EXCERPTED RECORDS START
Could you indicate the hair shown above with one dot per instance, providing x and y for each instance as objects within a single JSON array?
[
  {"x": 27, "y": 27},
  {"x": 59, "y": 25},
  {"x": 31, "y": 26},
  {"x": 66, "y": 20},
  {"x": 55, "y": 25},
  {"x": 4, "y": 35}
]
EXCERPTED RECORDS END
In full and word for word, set down the records shown above.

EXERCISE RESPONSE:
Could you indicate the hair shown above with one dot per instance, providing x and y for each instance as objects within a single JSON array?
[
  {"x": 27, "y": 27},
  {"x": 59, "y": 25},
  {"x": 31, "y": 26},
  {"x": 66, "y": 20},
  {"x": 55, "y": 25},
  {"x": 4, "y": 35}
]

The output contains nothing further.